◆ Brano del testo:
_ _ _ _
Partiamo dalle cose semplici semplici, e anche molto buffe. Soprattutto oneste: Loro 1 non è un film. Questa è la verità, è la prima parte di un film, anzi, un primo tempo, che apre e non chiude alcun arco o percorso, e finisce letteralmente quando “il film” si accende.
Paolo Sorrentino non ha diviso il suo magnus opus in due parti per motivi narrativi, ma per motivi di distribuzione. Non siamo in presenza di un caso Kill Bill, in cui tra le due parti c’erano differenze di tono e stile. Questo Loro 1 è davvero l’inizio di un film più grande, per la cui fine dobbiamo aspettare il 10 maggio.
La premessa è doverosa, una premessa che nasconde anche l’impossibilità di giudicarlo appieno. Non è facile, e forse non sarebbe giusto. Compito però di un “critico” è saper giudicare, o quantomeno commentare e analizzare, ciò che ha di fronte, così come compito di un regista è trasformare in cinema ciò che gli passa per la testa.
Proprio per questo, Loro 1 è semmai l’ammissione dell’impossibilità di fare un film su Silvio Berlusconi.
Come farlo? Cosa inserire? Da dove partire? Quale tema o momento esplorare? Biografia cronologica o no? Fare un film su Berlusconi è letteralmente impossibile, soprattutto perché Berlusconi non è solo l’uomo, il politico, l’imprenditore, il controverso pregiudicato (vedete già quante anime), ma è più di tutto un simbolo, una figura, un qualcosa quasi astratto nell’aria e nella mente degli italiani da tre decenni almeno.
Lui, lui, lui, lui, lui, lui, lui, lui, lui, lui, lui, lui.
Un mantra che sentiamo spessissimo in Loro 1, perché non serve il nome, Berlusconi è quella figura quasi mitologica che tutti conoscono. Sorrentino allora non fa un biopic e nemmeno un film su Berlusconi, in un certo senso nemmeno sul berlusconismo (per quanto appaia finora alla luce di una prima parte incompleta, lo voglio sempre sottolineare). La sua è una storia sul simbolo Silvio Berlusconi nell’immaginario collettivo.
Stavolta però Sorrentino ha la riposta su come fare questo film, o meglio da dove partire. Si parte da Loro, e si parte da Lui.
Silvio Berlusconi è l’idea che Loro hanno di Lui. In un certo senso, è la concretizzazione delle spinte propulsive verso la follia che si celano dentro gli italiani. È l’umanizzazione della sfrenata ambizione verso il potere. È l’arrivismo più becero che fagocita ogni sentimento, ogni disincanto, ogni leggerezza. Puro e semplice, è la morte dell’innocenza.
Silvio Berlusconi è anche, e soprattutto, colui dietro Silvio Berlusconi stesso. Toni Servillo lo interpreta e raffigura come una vignetta vivente perché l’uomo Berlusconi è trangugiato perennemente dall’immagine Berlusconi. Ognuno di noi, nella propria testa, ha la propria personale visione e caricatura di Berlusconi. Allora Loro 1 non nega le controversie, la vita dissoluta, gli scandali politici e giudiziari, ma non ne fa il centro perché, oltre ad essere stranoti, non hanno mai contribuito a far tramontare la narrativa berlusconiana nel corso degli anni. Sorrentino non vuole denunciare, scoperchiare, abbattere quel mondo, semmai capire perché è ancora in piedi nonostante tutto.
_ _ _ _
◆ Estratti del dataset:
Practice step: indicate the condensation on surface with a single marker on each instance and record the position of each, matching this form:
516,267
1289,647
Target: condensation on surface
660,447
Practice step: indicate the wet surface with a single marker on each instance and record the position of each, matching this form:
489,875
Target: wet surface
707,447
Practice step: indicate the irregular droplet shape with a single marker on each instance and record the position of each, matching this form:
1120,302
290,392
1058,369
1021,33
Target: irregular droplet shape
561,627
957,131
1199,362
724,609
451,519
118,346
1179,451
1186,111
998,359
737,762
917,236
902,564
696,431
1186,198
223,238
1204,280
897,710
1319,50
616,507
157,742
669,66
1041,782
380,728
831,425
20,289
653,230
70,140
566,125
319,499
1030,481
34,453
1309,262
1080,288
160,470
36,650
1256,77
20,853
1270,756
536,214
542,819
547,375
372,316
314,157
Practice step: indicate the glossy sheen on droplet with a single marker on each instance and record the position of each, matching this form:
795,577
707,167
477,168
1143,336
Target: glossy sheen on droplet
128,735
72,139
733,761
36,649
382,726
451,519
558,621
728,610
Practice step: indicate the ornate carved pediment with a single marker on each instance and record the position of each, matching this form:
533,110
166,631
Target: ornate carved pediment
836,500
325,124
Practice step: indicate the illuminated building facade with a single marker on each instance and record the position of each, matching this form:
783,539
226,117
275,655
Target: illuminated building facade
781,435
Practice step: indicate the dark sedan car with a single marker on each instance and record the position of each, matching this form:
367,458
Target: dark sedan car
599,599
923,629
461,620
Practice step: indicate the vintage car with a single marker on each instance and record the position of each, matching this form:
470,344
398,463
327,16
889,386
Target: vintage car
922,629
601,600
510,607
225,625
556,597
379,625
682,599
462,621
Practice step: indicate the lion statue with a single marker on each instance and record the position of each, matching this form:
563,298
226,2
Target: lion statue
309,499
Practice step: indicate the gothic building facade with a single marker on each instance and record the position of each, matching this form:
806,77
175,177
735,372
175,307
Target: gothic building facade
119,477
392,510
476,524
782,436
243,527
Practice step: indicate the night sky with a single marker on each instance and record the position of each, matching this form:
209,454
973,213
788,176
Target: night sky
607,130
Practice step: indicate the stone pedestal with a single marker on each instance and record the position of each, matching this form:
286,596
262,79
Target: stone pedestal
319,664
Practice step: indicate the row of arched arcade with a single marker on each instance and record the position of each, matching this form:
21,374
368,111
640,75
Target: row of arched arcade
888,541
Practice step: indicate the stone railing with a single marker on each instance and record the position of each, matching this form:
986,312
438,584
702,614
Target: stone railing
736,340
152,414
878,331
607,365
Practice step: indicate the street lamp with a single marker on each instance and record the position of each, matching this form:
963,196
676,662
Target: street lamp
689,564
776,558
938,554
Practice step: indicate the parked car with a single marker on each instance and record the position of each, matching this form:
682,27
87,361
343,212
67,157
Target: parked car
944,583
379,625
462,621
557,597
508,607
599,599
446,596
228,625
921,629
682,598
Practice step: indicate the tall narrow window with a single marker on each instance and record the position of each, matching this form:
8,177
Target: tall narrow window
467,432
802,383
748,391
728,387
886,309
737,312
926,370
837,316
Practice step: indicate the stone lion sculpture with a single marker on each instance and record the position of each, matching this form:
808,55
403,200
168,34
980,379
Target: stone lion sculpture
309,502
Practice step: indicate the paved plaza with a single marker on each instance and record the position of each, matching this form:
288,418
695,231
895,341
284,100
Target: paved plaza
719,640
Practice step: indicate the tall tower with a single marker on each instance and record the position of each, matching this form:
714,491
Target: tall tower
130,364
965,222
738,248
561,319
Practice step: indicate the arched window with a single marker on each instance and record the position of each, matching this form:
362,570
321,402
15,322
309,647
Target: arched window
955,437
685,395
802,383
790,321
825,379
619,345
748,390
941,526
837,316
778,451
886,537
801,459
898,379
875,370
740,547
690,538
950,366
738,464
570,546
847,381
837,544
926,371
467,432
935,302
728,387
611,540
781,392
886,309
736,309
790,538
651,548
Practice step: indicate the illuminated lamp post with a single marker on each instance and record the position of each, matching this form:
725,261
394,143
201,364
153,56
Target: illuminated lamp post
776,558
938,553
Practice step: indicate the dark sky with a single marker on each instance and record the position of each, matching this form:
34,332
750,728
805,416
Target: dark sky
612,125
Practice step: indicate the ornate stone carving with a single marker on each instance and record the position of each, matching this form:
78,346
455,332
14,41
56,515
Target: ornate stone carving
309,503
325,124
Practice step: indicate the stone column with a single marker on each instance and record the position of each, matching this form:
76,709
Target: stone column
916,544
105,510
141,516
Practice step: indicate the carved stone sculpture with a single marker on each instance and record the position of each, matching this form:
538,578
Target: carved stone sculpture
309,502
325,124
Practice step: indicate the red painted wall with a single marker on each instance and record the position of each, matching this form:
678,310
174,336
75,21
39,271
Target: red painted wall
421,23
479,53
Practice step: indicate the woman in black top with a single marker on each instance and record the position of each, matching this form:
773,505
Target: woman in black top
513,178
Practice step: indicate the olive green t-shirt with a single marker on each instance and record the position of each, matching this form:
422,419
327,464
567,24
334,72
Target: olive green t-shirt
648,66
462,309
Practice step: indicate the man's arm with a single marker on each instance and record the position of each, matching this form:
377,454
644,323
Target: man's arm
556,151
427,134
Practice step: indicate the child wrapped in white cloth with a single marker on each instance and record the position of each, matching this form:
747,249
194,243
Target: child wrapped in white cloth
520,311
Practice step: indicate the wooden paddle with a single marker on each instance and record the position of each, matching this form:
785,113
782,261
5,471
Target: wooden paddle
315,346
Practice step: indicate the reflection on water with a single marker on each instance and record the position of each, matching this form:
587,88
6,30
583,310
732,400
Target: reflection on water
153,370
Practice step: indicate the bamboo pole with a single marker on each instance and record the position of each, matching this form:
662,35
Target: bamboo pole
_ _ _ _
◆ Consegna: Copia dal testo su Loro 1 il passo che va da "La premessa è" fino a "tre decenni almeno.".

◆ Svolgimento:
La premessa è doverosa, una premessa che nasconde anche l’impossibilità di giudicarlo appieno. Non è facile, e forse non sarebbe giusto. Compito però di un “critico” è saper giudicare, o quantomeno commentare e analizzare, ciò che ha di fronte, così come compito di un regista è trasformare in cinema ciò che gli passa per la testa.
Proprio per questo, Loro 1 è semmai l’ammissione dell’impossibilità di fare un film su Silvio Berlusconi.
Come farlo? Cosa inserire? Da dove partire? Quale tema o momento esplorare? Biografia cronologica o no? Fare un film su Berlusconi è letteralmente impossibile, soprattutto perché Berlusconi non è solo l’uomo, il politico, l’imprenditore, il controverso pregiudicato (vedete già quante anime), ma è più di tutto un simbolo, una figura, un qualcosa quasi astratto nell’aria e nella mente degli italiani da tre decenni almeno.